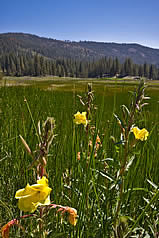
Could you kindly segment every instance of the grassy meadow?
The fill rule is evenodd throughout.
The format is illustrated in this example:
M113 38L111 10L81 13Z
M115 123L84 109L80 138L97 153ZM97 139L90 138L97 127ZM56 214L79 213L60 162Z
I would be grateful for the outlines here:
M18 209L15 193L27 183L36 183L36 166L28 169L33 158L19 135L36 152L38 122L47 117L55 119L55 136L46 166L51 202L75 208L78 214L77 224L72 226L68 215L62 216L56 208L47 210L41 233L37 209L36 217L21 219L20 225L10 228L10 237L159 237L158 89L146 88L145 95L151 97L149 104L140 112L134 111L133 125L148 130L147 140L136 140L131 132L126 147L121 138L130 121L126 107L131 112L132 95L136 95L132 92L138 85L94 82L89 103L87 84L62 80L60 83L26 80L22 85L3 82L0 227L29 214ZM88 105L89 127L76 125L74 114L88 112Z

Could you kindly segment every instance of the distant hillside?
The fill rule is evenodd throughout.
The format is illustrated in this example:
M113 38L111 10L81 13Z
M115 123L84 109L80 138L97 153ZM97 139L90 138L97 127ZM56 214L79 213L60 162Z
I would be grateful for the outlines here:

> [GIVEN REQUEST] Copy out all of the rows above word for word, leaving out the pictures.

> [FULL ANSWER]
Could you kindly segment every instance of the grassy meadow?
The fill rule is evenodd throughout.
The format is illustrated in this example:
M113 38L111 10L81 13Z
M115 123L84 109L80 138L97 153ZM97 139L90 138L97 127ZM56 214L79 213L60 162Z
I would be grateful for the outlines here:
M18 209L15 193L27 183L36 183L36 166L28 169L33 158L19 135L36 152L38 122L47 117L55 119L55 136L46 166L51 202L75 208L78 214L77 224L72 226L68 215L62 216L56 208L47 210L41 233L37 209L36 217L21 219L20 225L10 228L10 237L159 237L158 89L146 88L145 95L151 97L149 104L140 112L134 111L133 125L148 130L147 140L136 140L131 132L126 147L121 138L130 121L126 107L131 112L132 95L136 95L132 92L138 85L94 82L89 103L87 84L62 80L60 83L26 80L22 85L3 82L0 227L29 214ZM88 105L89 127L76 125L74 114L88 112Z

Could you kindly segment every instance of the distant hillside?
The fill rule is evenodd throughout.
The format is illustrated in this example:
M113 38L111 10L81 13Z
M115 123L84 109L80 138L97 153ZM97 139L90 138L97 127ZM56 214L79 213L60 162Z
I would be grateful for the outlines here:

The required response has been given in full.